Task to carry out →
Enter every line of the records below into a Markdown table with the columns Row and Line, numbering each row and leaving out blank lines.

(Supplied records Opens)

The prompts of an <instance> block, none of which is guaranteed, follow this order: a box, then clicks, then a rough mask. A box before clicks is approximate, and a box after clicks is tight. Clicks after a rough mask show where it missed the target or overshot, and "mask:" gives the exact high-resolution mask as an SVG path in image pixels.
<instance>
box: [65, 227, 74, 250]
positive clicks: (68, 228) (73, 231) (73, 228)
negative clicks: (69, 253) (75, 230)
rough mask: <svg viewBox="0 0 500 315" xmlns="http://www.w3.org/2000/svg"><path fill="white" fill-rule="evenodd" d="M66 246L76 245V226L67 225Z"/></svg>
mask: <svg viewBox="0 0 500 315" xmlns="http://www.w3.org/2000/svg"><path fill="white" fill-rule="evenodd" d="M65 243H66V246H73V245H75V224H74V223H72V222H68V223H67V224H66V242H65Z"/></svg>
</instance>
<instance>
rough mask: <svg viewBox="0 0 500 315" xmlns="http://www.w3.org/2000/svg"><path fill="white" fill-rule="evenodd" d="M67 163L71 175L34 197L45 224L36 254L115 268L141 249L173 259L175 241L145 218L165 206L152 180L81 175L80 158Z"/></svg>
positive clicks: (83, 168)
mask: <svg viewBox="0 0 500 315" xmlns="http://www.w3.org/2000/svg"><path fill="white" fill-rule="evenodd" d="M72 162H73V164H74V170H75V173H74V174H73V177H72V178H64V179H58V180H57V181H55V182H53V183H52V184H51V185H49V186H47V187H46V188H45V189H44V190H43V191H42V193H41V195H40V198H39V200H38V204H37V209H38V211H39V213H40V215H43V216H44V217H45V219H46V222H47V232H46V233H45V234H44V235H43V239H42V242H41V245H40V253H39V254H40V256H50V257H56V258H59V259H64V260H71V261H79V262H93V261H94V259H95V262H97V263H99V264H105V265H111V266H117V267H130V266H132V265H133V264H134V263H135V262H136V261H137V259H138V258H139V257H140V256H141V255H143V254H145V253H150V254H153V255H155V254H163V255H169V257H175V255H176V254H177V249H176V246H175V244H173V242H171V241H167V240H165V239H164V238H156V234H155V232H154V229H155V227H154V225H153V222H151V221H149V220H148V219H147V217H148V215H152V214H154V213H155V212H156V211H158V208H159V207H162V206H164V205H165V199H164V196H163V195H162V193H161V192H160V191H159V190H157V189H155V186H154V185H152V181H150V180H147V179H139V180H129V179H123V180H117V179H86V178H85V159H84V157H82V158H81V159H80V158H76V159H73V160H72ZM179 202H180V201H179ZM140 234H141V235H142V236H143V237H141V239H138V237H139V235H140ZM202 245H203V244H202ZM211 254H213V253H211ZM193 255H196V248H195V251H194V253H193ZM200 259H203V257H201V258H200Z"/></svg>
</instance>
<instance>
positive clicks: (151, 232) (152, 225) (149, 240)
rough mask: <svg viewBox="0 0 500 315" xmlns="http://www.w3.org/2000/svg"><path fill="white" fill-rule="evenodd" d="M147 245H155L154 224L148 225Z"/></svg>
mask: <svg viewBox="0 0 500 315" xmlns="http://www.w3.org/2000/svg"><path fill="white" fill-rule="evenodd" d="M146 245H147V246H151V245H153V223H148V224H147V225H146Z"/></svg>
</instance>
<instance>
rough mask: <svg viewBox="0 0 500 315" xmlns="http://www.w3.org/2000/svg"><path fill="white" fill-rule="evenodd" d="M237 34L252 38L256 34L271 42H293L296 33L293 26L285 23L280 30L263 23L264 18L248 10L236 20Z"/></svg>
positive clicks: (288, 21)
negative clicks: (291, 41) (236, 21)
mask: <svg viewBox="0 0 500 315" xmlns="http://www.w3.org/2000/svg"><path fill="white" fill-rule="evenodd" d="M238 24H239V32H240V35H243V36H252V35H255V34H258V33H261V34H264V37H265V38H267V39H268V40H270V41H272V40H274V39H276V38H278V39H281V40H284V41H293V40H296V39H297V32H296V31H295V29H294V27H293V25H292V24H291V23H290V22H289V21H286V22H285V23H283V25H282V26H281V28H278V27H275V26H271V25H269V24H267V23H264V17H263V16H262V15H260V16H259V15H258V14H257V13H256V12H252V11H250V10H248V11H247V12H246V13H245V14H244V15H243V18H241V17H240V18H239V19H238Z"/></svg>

(Supplied records Closes)

Exercise response →
| Row | Line |
|---|---|
| 1 | The prompts of an <instance> block, none of which is guaranteed, follow this order: a box, then clicks, then a rough mask. A box before clicks is approximate, and a box after clicks is tight. Clicks after a rough mask show where it missed the target or overshot, and "mask:" gives the exact high-resolution mask as an SVG path in image pixels. |
| 2 | <instance> |
| 3 | box: [65, 227, 74, 250] |
| 4 | positive clicks: (68, 228) (73, 231) (73, 228) |
| 5 | negative clicks: (69, 253) (75, 230) |
| 6 | rough mask: <svg viewBox="0 0 500 315" xmlns="http://www.w3.org/2000/svg"><path fill="white" fill-rule="evenodd" d="M66 246L76 245V226L67 225Z"/></svg> |
| 7 | mask: <svg viewBox="0 0 500 315" xmlns="http://www.w3.org/2000/svg"><path fill="white" fill-rule="evenodd" d="M65 243H66V246H73V245H75V224H74V223H72V222H68V223H67V224H66V242H65Z"/></svg> |
| 8 | </instance> |
| 9 | <instance> |
| 10 | rough mask: <svg viewBox="0 0 500 315" xmlns="http://www.w3.org/2000/svg"><path fill="white" fill-rule="evenodd" d="M67 163L71 175L34 197L45 224L36 254L115 268L141 249L173 259L175 241L145 218L165 206L152 180L81 175L80 158Z"/></svg> |
| 11 | positive clicks: (83, 168) |
| 12 | mask: <svg viewBox="0 0 500 315" xmlns="http://www.w3.org/2000/svg"><path fill="white" fill-rule="evenodd" d="M72 162H73V164H74V170H75V173H74V174H73V177H72V178H64V179H58V180H57V181H55V182H53V183H52V184H51V185H49V186H47V187H46V188H45V189H44V190H43V191H42V193H41V195H40V198H39V200H38V204H37V209H38V211H39V213H40V215H43V216H44V217H45V219H46V222H47V232H46V233H45V234H44V235H43V239H42V242H41V245H40V253H39V254H40V256H50V257H56V258H59V259H64V260H71V261H79V262H93V261H94V259H95V262H97V263H99V264H105V265H111V266H117V267H130V266H132V265H133V264H134V263H135V262H136V261H137V259H138V258H139V257H140V256H141V255H143V254H145V253H150V254H153V255H155V254H163V255H169V257H175V255H176V254H177V249H176V246H175V244H173V242H171V241H167V240H165V239H164V238H156V234H155V232H154V229H155V227H154V225H153V222H151V221H149V220H148V219H147V217H148V215H152V214H154V213H155V212H156V211H158V208H159V207H162V206H164V205H165V199H164V196H163V195H162V193H161V192H160V191H159V190H157V189H155V186H154V185H152V181H150V180H147V179H139V180H129V179H123V180H117V179H86V178H85V159H84V157H82V158H81V159H80V158H76V159H73V160H72ZM179 202H180V201H179ZM140 234H141V235H142V236H143V237H141V239H138V237H139V235H140ZM202 245H203V244H202ZM211 254H213V253H211ZM193 255H196V248H195V251H194V253H193ZM200 259H203V257H201V258H200Z"/></svg> |
| 13 | </instance> |
| 14 | <instance> |
| 15 | positive clicks: (151, 232) (152, 225) (149, 240) |
| 16 | rough mask: <svg viewBox="0 0 500 315" xmlns="http://www.w3.org/2000/svg"><path fill="white" fill-rule="evenodd" d="M147 245H155L154 224L148 225Z"/></svg> |
| 17 | mask: <svg viewBox="0 0 500 315" xmlns="http://www.w3.org/2000/svg"><path fill="white" fill-rule="evenodd" d="M146 245H147V246H151V245H153V223H148V224H147V225H146Z"/></svg> |
| 18 | </instance> |
| 19 | <instance> |
| 20 | rough mask: <svg viewBox="0 0 500 315" xmlns="http://www.w3.org/2000/svg"><path fill="white" fill-rule="evenodd" d="M237 34L252 38L256 34L271 42H293L296 33L293 26L285 23L280 30L263 23L264 18L248 10L236 20Z"/></svg> |
| 21 | positive clicks: (288, 21) |
| 22 | negative clicks: (291, 41) (236, 21) |
| 23 | mask: <svg viewBox="0 0 500 315" xmlns="http://www.w3.org/2000/svg"><path fill="white" fill-rule="evenodd" d="M238 24H239V32H240V35H243V36H252V35H255V34H258V33H261V34H264V37H265V38H267V39H268V40H270V41H272V40H274V39H276V38H278V39H281V40H284V41H293V40H296V39H297V32H296V31H295V29H294V27H293V25H292V24H291V23H290V22H289V21H286V22H285V23H283V25H282V26H281V28H278V27H275V26H271V25H269V24H267V23H264V17H263V16H262V15H260V16H259V15H258V14H257V13H256V12H252V11H250V10H248V11H247V12H246V13H245V14H244V15H243V18H241V17H240V18H239V19H238Z"/></svg> |